What is being asked |
Count the lines in the records below that contain the string "tail", treating uppercase and lowercase as different. Give only the number.

[Items listed in a dataset]
--------------------------------------------------
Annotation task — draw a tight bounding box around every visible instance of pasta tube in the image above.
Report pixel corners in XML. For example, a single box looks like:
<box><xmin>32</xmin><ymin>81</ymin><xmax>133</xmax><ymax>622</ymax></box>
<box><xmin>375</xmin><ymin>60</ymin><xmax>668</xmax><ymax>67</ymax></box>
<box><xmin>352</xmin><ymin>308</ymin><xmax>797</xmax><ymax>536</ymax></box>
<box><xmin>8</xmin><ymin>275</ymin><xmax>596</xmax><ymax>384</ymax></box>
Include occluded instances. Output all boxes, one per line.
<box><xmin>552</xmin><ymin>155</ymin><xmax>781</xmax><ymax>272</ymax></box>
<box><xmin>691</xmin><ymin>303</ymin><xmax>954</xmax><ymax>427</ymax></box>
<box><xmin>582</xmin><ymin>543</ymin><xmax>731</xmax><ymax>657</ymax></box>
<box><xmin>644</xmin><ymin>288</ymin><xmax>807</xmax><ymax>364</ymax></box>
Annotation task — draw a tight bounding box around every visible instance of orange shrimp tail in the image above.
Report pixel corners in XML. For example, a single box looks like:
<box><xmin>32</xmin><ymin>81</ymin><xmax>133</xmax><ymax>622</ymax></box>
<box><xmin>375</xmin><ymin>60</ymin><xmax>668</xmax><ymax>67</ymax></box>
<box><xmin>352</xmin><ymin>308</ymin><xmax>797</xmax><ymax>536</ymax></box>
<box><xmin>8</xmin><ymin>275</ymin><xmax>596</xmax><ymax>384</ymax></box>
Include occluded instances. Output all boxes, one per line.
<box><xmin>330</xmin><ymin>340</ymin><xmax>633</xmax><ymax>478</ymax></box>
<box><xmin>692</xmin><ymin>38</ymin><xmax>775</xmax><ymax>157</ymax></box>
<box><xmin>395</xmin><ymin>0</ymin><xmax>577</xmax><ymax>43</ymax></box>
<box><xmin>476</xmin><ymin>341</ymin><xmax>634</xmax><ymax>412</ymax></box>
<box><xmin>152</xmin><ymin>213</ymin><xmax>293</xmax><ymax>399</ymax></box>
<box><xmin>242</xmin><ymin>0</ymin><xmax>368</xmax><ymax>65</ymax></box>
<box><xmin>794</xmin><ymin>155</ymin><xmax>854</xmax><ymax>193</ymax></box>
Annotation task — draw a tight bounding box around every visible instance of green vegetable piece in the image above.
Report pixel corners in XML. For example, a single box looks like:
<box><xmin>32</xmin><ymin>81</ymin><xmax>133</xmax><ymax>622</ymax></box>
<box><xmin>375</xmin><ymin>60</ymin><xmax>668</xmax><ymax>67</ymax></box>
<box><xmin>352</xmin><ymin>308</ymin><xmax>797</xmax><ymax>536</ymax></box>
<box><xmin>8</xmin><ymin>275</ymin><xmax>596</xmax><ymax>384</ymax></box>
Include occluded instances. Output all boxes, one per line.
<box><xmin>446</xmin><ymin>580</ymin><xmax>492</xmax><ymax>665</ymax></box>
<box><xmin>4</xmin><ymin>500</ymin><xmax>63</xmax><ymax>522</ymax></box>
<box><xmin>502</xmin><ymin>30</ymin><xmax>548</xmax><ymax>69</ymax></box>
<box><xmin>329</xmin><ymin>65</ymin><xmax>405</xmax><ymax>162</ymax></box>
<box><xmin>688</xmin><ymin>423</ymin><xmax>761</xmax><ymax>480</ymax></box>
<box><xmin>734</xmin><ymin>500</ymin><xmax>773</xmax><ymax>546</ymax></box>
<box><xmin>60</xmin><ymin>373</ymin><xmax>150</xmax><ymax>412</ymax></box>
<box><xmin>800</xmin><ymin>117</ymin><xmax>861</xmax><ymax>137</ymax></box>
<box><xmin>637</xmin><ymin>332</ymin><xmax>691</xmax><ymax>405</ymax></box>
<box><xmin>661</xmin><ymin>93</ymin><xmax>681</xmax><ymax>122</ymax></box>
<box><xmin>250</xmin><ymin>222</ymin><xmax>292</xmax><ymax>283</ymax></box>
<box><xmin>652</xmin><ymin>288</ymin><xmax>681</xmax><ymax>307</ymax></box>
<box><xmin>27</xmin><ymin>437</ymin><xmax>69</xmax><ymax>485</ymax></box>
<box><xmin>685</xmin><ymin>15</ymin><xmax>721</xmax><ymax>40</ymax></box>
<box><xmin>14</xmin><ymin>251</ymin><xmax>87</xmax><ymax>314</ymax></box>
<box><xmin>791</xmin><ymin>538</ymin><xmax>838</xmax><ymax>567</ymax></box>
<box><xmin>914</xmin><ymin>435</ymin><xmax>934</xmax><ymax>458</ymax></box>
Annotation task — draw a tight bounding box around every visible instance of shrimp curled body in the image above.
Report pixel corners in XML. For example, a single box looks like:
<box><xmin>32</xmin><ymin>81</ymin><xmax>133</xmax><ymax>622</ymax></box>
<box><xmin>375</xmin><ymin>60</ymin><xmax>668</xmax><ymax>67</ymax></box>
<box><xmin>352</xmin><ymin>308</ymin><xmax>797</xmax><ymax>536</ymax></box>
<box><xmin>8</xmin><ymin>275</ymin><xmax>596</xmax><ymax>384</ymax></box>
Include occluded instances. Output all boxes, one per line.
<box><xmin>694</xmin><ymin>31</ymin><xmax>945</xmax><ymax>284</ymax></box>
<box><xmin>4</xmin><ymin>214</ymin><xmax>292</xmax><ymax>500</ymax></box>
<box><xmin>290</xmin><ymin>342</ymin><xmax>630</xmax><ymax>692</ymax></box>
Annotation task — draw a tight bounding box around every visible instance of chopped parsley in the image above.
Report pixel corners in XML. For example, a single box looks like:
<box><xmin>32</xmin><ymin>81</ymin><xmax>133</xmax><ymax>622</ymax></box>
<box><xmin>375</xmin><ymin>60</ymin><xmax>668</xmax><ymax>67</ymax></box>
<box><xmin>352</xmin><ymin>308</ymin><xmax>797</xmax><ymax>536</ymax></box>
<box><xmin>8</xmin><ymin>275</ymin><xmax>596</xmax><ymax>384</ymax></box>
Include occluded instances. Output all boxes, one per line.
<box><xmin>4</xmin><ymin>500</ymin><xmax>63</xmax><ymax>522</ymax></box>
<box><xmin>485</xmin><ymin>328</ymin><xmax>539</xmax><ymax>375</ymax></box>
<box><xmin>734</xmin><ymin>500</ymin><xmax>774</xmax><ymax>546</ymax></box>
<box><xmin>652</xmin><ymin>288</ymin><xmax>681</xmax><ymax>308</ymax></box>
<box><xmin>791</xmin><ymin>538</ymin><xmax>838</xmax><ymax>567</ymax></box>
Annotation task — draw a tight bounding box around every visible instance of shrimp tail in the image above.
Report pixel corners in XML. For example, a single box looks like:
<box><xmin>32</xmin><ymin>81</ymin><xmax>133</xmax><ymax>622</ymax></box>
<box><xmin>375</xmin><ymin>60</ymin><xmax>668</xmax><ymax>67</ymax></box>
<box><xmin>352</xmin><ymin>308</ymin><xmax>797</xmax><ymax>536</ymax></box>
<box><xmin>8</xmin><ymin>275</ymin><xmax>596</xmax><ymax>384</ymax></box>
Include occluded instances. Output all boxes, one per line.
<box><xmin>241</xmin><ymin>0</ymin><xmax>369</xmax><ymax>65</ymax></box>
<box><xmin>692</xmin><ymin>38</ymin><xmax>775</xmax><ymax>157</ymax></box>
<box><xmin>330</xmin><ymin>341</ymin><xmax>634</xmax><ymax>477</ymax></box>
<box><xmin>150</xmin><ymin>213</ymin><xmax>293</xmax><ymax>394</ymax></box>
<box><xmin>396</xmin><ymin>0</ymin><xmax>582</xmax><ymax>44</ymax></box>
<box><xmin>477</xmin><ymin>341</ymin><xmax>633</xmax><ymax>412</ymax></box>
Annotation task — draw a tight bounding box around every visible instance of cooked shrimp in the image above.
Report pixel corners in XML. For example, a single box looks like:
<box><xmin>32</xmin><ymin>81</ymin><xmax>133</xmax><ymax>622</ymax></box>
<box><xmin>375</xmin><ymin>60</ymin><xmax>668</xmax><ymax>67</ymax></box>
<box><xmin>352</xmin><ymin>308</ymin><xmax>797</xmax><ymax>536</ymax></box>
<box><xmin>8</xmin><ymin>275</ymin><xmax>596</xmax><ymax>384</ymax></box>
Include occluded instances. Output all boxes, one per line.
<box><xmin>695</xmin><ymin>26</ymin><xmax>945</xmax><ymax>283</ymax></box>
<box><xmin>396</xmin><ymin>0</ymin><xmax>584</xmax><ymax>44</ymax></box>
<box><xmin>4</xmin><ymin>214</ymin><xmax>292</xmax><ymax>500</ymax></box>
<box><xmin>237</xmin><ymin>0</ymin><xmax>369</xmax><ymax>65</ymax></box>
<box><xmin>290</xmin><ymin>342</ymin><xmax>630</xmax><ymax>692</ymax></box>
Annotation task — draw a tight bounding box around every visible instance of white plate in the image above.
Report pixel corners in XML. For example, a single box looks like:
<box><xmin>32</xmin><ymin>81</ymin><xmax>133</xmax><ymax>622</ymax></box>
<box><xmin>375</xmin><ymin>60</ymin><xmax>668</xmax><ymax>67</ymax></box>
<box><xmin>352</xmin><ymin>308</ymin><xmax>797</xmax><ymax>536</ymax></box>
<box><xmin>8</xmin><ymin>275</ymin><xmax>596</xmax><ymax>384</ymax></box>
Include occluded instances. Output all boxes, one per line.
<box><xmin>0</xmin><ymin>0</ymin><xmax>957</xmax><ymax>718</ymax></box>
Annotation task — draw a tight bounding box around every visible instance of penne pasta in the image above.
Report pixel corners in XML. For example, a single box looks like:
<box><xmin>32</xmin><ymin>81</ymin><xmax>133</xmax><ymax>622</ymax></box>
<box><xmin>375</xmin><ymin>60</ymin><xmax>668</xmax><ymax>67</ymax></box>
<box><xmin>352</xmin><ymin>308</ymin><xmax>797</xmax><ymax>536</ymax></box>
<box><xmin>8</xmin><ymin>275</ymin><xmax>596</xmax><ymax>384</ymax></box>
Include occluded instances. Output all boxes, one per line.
--------------------------------------------------
Solution below |
2